Information given >>
+-------+
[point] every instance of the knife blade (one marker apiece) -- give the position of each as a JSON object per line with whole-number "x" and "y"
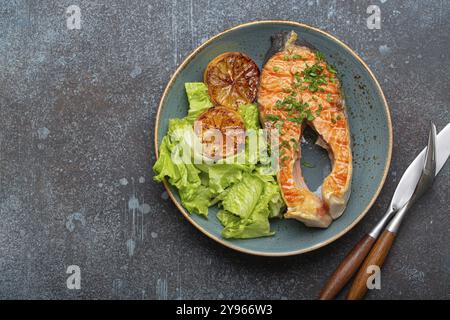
{"x": 402, "y": 194}
{"x": 408, "y": 181}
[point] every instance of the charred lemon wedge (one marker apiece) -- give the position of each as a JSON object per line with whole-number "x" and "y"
{"x": 221, "y": 131}
{"x": 232, "y": 79}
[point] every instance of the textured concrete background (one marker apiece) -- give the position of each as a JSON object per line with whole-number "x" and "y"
{"x": 77, "y": 110}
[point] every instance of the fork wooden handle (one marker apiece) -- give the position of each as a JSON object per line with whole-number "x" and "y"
{"x": 347, "y": 268}
{"x": 376, "y": 257}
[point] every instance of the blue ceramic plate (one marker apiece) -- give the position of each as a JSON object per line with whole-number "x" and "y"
{"x": 370, "y": 126}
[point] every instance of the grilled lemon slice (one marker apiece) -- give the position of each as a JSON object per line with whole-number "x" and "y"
{"x": 232, "y": 79}
{"x": 221, "y": 131}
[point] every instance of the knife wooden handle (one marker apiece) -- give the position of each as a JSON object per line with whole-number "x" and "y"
{"x": 377, "y": 256}
{"x": 347, "y": 268}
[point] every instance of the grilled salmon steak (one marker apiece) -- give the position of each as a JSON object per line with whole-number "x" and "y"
{"x": 298, "y": 88}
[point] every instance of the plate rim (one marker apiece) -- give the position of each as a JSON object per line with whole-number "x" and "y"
{"x": 325, "y": 242}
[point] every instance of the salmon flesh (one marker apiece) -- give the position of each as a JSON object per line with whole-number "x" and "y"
{"x": 298, "y": 88}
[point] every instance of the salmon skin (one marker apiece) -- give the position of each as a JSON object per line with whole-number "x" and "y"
{"x": 298, "y": 88}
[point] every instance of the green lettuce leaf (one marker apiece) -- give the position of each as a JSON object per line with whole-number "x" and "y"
{"x": 197, "y": 93}
{"x": 248, "y": 205}
{"x": 250, "y": 116}
{"x": 179, "y": 171}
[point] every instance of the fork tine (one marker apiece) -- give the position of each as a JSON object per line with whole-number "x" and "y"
{"x": 430, "y": 156}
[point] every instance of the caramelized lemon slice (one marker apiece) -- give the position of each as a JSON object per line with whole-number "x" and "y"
{"x": 232, "y": 79}
{"x": 221, "y": 131}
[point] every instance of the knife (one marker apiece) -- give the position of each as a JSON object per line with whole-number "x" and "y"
{"x": 402, "y": 194}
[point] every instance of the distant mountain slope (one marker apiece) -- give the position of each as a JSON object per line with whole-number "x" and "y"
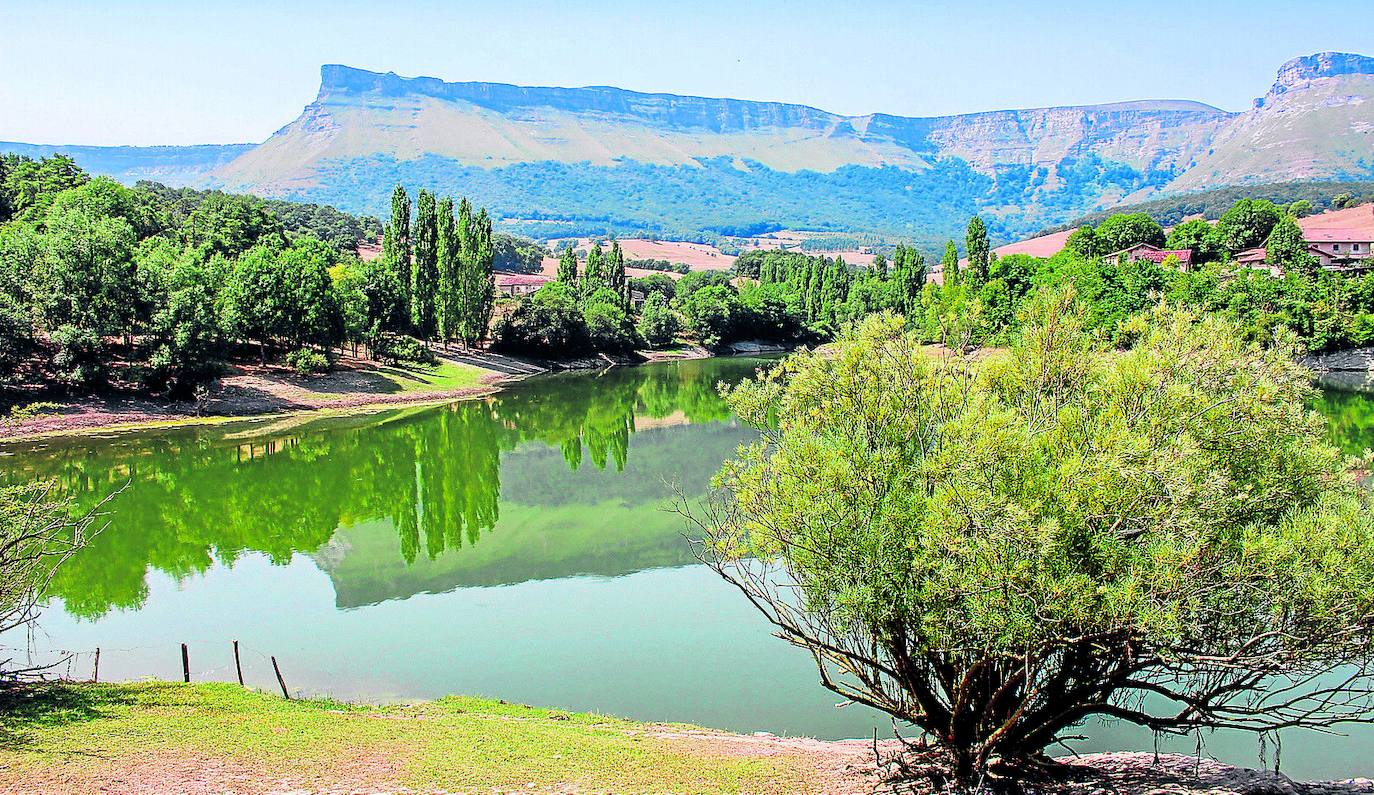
+-------+
Requirements >> Print all of the records above word for word, leaving out the pictures.

Response to this task >>
[point] every instance of the knife blade (one marker apiece) -- give the position of each as a JSON object per line with whole-number "x" and "y"
{"x": 402, "y": 194}
{"x": 408, "y": 181}
[point] every instance of the charred lemon wedge (one marker apiece) -- give the position of each as a JSON object per line with whole-number "x" and "y"
{"x": 221, "y": 131}
{"x": 232, "y": 79}
[point] every instance of the textured concrete background (one marker apiece) -- give the position of each as a JSON object per line with whole-number "x" and "y"
{"x": 77, "y": 110}
[point] every instance of the fork wooden handle (one marker apiece) -- give the position of each as a JSON object per line with whole-number "x" and "y"
{"x": 347, "y": 268}
{"x": 376, "y": 257}
[point] every instance of the blue ceramic plate (one marker apiece) -- give the position of each as a JSON object per line with whole-number "x" and "y"
{"x": 370, "y": 126}
[point] every instance of the grilled lemon slice (one marker apiece) -- give the position of each as a JSON object per line with whole-number "x" and "y"
{"x": 232, "y": 79}
{"x": 221, "y": 131}
[point] every instance of the knife wooden handle (one marker apiece) -- give the position of each as a JSON object per line with whole-number "x" and "y"
{"x": 377, "y": 256}
{"x": 347, "y": 268}
[point] every instance of the grilled salmon steak (one marker apiece) -- give the position of each as a JSON object per line with whole-number "x" and "y"
{"x": 298, "y": 88}
[point] every instance of the plate rim (one marker apiece) -- give the position of each as a JSON object per line with whole-number "x" and "y"
{"x": 325, "y": 242}
[point] every instance of the salmon flesh (one marker apiece) -- give the position of each as a JSON object per line with whole-number "x" and "y"
{"x": 298, "y": 88}
[point] every instance of the salmon skin (one marker apiece) -- give the position of each as a JSON object per line with whole-number "x" and "y"
{"x": 298, "y": 88}
[point] every instance of the green lettuce leaf (one marker apiece) -- give the position of each as a JSON object per line with whole-number "x" and "y"
{"x": 197, "y": 93}
{"x": 248, "y": 205}
{"x": 250, "y": 116}
{"x": 179, "y": 171}
[point] every instance of the fork tine (one marker apiece) -- give the position of each as a JSON object per line with whole-number "x" and "y"
{"x": 430, "y": 156}
[point] every instance of the caramelized lemon slice (one marker apiece) -- give the position of each as a JSON object per line with whole-number "x" and "y"
{"x": 232, "y": 79}
{"x": 221, "y": 131}
[point] every instance of the knife (one marker apiece) -- give the position of each as a JSON object per line with whole-number "x" and "y"
{"x": 402, "y": 194}
[point] every instance of the distant mountain slope (one marker apiece) -- give the position of each as a JSON object per line with whole-number "x" and "y"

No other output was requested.